Sweden’s anti-corruption model facing first criticisms

The Swedes, who for a long time wanted to believe that their country was a model of honesty and was not affiliated to any corruption scandals, are waking up to the scale of a phenomenon they had underestimated.

One of the cases that is currently making headlines: the former leader of the Conservative Party, Anna Kinberg Batra, who was appointed County Governor of Stockholm in March 2023, is accused of having hired at least three of her close friends for highly paid positions, without having sought other candidates - apart from posting an advert in a corridor near her office. "Of course, in retrospect, I understand that it wasn't right", she admitted, responding to criticism from those who called on her to resign.

But after the scandal broke, Ms Kinberg Batra is still in office. The public prosecutor's office responsible for fighting corruption has decided not to open an investigation. According to Olle Lundin, Professor of Public Law at Uppsala University and one of Sweden's leading experts on the subject, the Governor of Stockholm County can sleep well: "In a few weeks' time, everyone will have forgotten about this affair. In the public debate, he is one of the only people who dares to talk about corruption, "because it is corruption and you would say it in any other country", he insists, referring to a "very widespread" phenomenon that has been underestimated for too long and that extends far beyond the petty arrangements between Ms. Kinberg Batra's friends.

This led to a certain wake-up call to the members of the Swedish society. "The problem is that corruption is not part of our self-image. As a result, we don't call corruption what it is, and it's as if it didn't exist", says Mr. Lundin.

In January, Sweden recorded its worst-ever ranking in the Corruption Perceptions Index, carried out annually since 1995 by Transparency International. In sixth place, the Nordic country still remains well-ranked, but its score has never been so low, and, above all, the kingdom has fallen behind its Scandinavian neighbors. In the latest European barometer on public attitudes to corruption, published in May 2023, 36% of Swedes surveyed felt that corruption was "quite ordinary" in their country, compared with 32% in 2022.

**Extracted data entries**
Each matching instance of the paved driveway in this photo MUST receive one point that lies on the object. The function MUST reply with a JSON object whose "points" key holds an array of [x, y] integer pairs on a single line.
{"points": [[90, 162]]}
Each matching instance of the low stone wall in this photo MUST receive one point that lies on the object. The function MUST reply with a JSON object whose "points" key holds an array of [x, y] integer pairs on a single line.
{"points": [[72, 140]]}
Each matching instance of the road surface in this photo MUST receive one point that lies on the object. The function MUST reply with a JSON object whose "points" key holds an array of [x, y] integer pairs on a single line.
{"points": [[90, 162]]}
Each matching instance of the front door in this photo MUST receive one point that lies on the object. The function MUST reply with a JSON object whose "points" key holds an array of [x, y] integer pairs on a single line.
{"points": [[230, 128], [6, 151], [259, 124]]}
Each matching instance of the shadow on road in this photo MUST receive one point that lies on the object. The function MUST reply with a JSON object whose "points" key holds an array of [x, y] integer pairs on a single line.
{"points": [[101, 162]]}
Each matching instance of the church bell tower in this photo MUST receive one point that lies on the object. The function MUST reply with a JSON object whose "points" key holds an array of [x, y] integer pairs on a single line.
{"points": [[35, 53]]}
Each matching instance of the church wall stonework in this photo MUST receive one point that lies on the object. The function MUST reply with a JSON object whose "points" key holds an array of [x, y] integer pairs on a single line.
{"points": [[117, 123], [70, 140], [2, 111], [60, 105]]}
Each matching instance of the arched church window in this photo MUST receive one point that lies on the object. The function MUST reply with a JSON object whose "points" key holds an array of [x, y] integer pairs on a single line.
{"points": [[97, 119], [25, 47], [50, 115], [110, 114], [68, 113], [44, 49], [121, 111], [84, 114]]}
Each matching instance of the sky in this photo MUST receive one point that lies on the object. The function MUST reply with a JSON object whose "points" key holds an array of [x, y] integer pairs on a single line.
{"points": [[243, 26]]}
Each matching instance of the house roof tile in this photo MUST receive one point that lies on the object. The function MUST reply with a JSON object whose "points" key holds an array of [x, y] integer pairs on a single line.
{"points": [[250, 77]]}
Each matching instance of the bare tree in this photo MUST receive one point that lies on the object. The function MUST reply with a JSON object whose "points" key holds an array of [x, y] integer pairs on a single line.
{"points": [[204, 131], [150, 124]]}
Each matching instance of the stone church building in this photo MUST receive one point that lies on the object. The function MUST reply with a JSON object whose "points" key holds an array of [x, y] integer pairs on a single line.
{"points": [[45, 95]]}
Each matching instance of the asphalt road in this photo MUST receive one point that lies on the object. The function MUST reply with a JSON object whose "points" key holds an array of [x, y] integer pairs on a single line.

**EXERCISE 1**
According to the article on corruption in Sweden, what place did Sweden take in the Corruption Perceptions Index recorded in January?
**EXERCISE 2**
Write what comes next in the article on corruption in Sweden, picking up after its final sentence.

**EXERCISE ANSWER 1**
Sixth place.

**EXERCISE ANSWER 2**
When it comes to corruption, the awarding of public contracts is a particularly exposed sector," stresses Professor Olle Lundin. The latest scandal: on 22 March, a radiologist at Uppsala University Hospital was sentenced to four years' imprisonment for taking 5 million kroner (€428,000) in bribes to buy equipment supplied by several companies, whose employees were punished in a variety of ways, ranging from fines to prison sentences.

Back in 2014, in a book entitled The Hypocritical Swede, Louise Brown, former chair of the Swedish branch of Transparency International, warned of the scale of the problem. Since then, she says, it has only become worse: "Today, we are faced with a new kind of corruption, very aggressive, linked to organized crime, and which affects all sectors, from health to driving schools, not forgetting car inspection, waste treatment, finance and even the justice system". She cites, for example, the case of an immigration officer under investigation for selling residence permits and work permits.

Meanwhile, corruption in Sweden doesn’t touch just the public sector, but also the private one according to the Financial Times. As such it was reported in 2023, that the chair of Lazard company in Sweden has been charged with aggravated bribery linked to a takeover of a Swiss company by engineering group Atlas Copco in 2015. Swedish prosecutors claim that Gustaf Slettengren paid a bribe of €138,000 in 2016 to a prominent board member of another corporation for information as part of the sale by the Swiss group of its business to Atlas for €486mn the year before.